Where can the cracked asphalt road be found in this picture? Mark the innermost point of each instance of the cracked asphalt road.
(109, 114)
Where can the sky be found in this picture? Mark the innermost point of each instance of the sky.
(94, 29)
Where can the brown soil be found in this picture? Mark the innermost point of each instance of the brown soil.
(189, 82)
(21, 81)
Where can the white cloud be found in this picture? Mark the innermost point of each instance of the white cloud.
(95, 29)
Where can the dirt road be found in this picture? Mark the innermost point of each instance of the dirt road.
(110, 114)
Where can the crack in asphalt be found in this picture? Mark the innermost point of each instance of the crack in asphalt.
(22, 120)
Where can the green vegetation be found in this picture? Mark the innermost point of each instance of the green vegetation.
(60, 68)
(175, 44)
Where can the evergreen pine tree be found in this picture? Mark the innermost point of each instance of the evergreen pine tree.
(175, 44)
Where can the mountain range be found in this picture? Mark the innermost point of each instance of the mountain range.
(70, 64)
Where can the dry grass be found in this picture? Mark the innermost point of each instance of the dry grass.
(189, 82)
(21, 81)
* * * * *
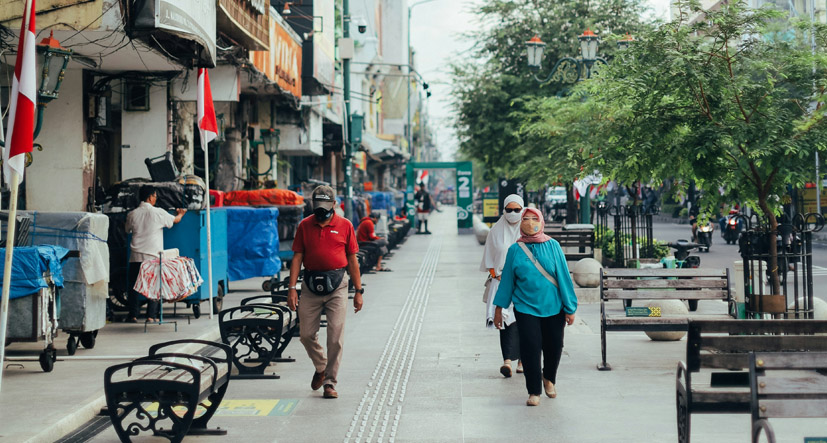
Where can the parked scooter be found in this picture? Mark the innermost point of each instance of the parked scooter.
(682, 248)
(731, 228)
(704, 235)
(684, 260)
* * * * *
What is expected: Count the lines in the listing above that contain the word "asphalt", and reply with the number alone.

Final result: 2